Before you reproduce the entries that follow, strip out any image they contain and keep the rest exact.

#### TASK DATA

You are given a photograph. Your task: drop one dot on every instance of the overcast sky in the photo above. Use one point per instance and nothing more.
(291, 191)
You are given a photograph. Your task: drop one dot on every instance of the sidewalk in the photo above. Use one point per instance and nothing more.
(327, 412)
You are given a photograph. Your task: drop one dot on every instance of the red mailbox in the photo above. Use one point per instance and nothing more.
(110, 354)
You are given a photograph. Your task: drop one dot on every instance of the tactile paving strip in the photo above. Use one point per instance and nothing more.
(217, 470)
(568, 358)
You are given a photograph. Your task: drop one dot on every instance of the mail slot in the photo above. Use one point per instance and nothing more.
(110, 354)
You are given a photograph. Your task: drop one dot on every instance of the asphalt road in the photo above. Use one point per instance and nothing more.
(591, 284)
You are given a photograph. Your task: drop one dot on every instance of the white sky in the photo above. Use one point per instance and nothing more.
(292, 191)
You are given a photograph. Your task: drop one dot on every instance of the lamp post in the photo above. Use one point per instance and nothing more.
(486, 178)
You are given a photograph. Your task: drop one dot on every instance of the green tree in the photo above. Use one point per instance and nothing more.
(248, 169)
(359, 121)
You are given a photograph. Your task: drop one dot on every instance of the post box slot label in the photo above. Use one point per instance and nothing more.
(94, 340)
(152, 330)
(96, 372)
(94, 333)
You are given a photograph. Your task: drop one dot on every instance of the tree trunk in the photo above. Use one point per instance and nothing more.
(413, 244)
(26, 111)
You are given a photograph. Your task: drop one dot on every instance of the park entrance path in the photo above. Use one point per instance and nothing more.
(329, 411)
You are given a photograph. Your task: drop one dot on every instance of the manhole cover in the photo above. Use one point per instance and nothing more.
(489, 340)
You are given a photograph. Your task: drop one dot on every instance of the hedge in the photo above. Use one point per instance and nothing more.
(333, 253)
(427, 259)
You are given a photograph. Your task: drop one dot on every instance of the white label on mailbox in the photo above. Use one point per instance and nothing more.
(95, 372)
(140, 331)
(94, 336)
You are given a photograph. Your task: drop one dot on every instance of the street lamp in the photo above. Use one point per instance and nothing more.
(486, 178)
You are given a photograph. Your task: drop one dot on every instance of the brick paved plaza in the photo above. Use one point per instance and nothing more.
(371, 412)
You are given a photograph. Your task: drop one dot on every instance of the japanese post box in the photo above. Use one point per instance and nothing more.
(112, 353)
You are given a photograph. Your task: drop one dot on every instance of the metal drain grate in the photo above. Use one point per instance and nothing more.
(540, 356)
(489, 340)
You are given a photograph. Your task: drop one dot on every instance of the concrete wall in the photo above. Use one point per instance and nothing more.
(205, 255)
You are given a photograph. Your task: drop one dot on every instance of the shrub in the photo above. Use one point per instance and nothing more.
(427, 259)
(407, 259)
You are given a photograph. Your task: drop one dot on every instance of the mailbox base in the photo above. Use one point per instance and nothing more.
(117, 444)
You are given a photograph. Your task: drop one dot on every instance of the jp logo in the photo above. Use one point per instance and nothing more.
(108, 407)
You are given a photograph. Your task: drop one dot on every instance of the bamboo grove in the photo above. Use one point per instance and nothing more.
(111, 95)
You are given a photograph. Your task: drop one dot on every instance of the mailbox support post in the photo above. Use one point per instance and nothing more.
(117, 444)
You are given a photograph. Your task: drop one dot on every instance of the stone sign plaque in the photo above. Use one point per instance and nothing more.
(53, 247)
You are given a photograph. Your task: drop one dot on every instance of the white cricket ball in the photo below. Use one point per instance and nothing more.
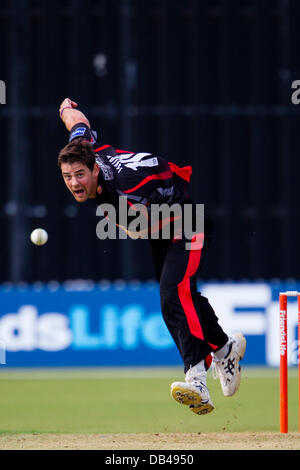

########

• COMPLETED EXERCISE
You are given a photograph. Your task: drop one dot on every instance of the overcast sky in the photo above. Use one point per instance and nothing more.
(291, 191)
You are given a photograph. Your task: drop one dot on every instance of the sidewalk in the photo above. Use one point per instance and nothing more.
(327, 412)
You are given a photograph. Your task: drop one dot on every instance of the red mailbox in the photo above. Use one point per instance and nothing more.
(110, 354)
You are given a photograph. Your task: drop one dot on every instance of the tactile paving strip in the photo above. Use one point per instance and nothing more.
(217, 470)
(568, 358)
You are given a photograph. Your task: drop one dot on every instance of the mail slot in the photo above. Use one point per instance and nothing more.
(110, 354)
You are given a photograph. Your task: drop one dot on every instance of the asphalt road in the photo above. Use one point per instance and nothing more.
(591, 284)
You are given a photograph. Your task: drop one dot on every instance of the white sky in the photo above. Use one point per instance and nothing more.
(292, 191)
You are given a photograph. Your task: drop one dot on every instance of the lamp post in the photo above. Use one point per instance and nothing more.
(486, 178)
You are given a photograph. Your task: drop one dot on every instance of the green tree in the photo above. Use one point per instance and nothing more.
(248, 169)
(359, 121)
You are given a photograph. Your task: drop one dot on every instance of the post box slot label in the photo above. Use one point per instance and nothing more.
(94, 340)
(152, 330)
(96, 372)
(94, 333)
You are given a photograph. Your task: drop one dot on every instance of the tree trunk in the photo above. Use one point per instance and nothing more.
(413, 244)
(26, 111)
You are given a photograph. Your task: drop one dot on every instance of the park entrance path in the photo above. Use one point per instance and nothing more.
(329, 411)
You are given a photograph. Your task: drop one dot on every instance of the manhole cover in the photo above. Use one point per instance and nothing more.
(489, 340)
You are given a photograph. Your task: drop one dot on every instance of the hedge in the photo above. Use one point per instance and nothing more.
(333, 253)
(427, 259)
You are given a photograph. Your task: drop one dot on every instance of the white label on mailbox in the photo above. Use one point per instance and nothing more.
(95, 372)
(140, 331)
(94, 336)
You are given a photograph. Your task: drop one dot on every instance of the street lamp in the photo above. Use one point per instance and nothing more.
(486, 178)
You are given a photograph. Your task: drop one dot on every instance of the brick paved plaza in the photo above. Use one point per instance and nothing more.
(371, 412)
You are given a photograph. Your task: drop one dot on every instance of the japanese post box in the photo above. Use one point per instance and nothing more.
(112, 353)
You are given a photograph. Your task: drop one dot on every instance of the metal drain grate in the photo above. Use one point per instance and nothing more.
(540, 356)
(489, 340)
You are given a photograph. Your task: drop one dot on every instance of the concrete wall in the photo above. Use one point per instance and nothing more.
(205, 255)
You are given a photograph. Your task: drop one dot on every instance of the shrub in the photo above. Use one point per instance and nothing more.
(427, 259)
(407, 259)
You are given a photograph. Your task: drop one dot on every instance of the mailbox base in the photo above. Use one point per instance and nothing more.
(117, 444)
You are given a photograph. Your task: drop one dot on every instance of the jp logo in the photo above. Use one point per instance and nothing more.
(108, 407)
You are given a photograph. Your task: drop one dot on every instance of the bamboo grove in the photo above. Use one point per instance and nothing more.
(111, 95)
You are given a photograph. Your task: drop one dot on every instance of the mailbox support post in the photo above. Use one point per instance and nothing more.
(117, 444)
You are given a photograph. Your task: drop one dot on every instance of the stone sign plaque in the photo above. Use one point per instance and nothing more.
(53, 247)
You are given a photograph. Your task: drop one dot on every instance of the white cricket ball in the photo below. Use one point per instance and nothing more.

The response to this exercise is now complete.